> [TASK TO CARRY OUT]: Nothing is to be output except the lines from the one containing "For each instance of the paved" through the end of the material, each reproduced exactly.
"""
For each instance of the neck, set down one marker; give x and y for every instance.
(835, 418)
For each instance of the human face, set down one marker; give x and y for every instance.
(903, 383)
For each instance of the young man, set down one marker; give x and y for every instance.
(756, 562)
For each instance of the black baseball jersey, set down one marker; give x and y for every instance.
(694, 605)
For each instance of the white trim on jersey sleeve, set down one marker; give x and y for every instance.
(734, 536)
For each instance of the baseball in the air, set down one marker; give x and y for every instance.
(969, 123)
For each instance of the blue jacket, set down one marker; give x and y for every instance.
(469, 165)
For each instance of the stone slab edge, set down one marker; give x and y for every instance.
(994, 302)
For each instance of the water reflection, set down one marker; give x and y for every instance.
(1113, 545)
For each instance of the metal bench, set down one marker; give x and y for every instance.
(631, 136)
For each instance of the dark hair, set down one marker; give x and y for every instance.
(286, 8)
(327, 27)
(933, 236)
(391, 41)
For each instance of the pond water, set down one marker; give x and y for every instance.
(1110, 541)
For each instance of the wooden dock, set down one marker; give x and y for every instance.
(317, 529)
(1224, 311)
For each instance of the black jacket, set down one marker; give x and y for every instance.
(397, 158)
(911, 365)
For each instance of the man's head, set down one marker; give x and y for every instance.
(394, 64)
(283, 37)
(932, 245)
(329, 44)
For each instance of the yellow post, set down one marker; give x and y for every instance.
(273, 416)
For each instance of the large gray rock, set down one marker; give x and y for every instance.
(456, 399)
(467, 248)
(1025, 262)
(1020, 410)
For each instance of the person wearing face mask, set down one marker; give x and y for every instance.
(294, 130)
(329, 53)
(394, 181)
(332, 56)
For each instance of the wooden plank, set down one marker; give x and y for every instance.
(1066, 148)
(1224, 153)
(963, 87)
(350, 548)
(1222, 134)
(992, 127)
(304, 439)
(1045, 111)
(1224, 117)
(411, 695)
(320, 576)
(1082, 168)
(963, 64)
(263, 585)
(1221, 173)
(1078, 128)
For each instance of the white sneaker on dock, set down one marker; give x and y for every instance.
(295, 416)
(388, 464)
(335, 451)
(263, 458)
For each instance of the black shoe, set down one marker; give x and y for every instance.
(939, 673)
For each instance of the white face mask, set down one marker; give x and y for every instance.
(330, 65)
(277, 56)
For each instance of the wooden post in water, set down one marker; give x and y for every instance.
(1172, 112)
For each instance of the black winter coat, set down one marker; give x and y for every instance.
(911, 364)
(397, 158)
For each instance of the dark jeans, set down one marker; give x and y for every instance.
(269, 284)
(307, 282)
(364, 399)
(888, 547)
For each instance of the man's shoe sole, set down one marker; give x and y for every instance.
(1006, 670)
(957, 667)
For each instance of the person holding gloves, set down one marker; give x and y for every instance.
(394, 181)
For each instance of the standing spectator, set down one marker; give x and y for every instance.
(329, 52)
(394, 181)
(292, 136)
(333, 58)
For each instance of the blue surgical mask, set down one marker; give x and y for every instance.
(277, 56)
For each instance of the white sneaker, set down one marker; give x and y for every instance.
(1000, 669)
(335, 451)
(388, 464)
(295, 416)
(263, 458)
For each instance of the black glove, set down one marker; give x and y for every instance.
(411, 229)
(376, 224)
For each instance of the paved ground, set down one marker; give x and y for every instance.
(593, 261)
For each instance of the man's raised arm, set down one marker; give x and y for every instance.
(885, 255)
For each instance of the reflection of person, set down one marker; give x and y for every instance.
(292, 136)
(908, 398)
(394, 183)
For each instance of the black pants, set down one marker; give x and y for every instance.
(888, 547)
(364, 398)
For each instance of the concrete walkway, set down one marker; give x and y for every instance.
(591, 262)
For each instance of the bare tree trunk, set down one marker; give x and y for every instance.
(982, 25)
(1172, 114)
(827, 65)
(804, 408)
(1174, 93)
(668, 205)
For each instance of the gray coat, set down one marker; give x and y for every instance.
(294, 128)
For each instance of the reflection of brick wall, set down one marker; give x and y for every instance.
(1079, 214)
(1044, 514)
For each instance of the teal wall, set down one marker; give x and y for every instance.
"""
> [WRITTEN SOLUTION]:
For each instance of the paved ground, set down one marker; give x and y for every instance.
(593, 261)
For each instance of the man's raised arm, set down one marker; give x and y for every instance.
(885, 255)
For each instance of the reflection of person, set down one marker; give x and y for every instance.
(292, 136)
(908, 398)
(394, 183)
For each instance of the black pants, set down one marker; give x and y for every instance.
(888, 547)
(364, 398)
For each instance of the concrete walkway, set down one marker; give x and y for every instance.
(591, 262)
For each instance of the bare tree trunk, set down one marker; give x and y for every instance.
(982, 25)
(1172, 114)
(827, 65)
(804, 408)
(1174, 93)
(668, 205)
For each instance of the gray coat, set down one marker; give x and y for every instance.
(294, 128)
For each instance of the reflection of brick wall, set down one marker; give x and y for every instance.
(1079, 214)
(1044, 514)
For each instance of the teal wall, set down one marker; give x and y for every instance.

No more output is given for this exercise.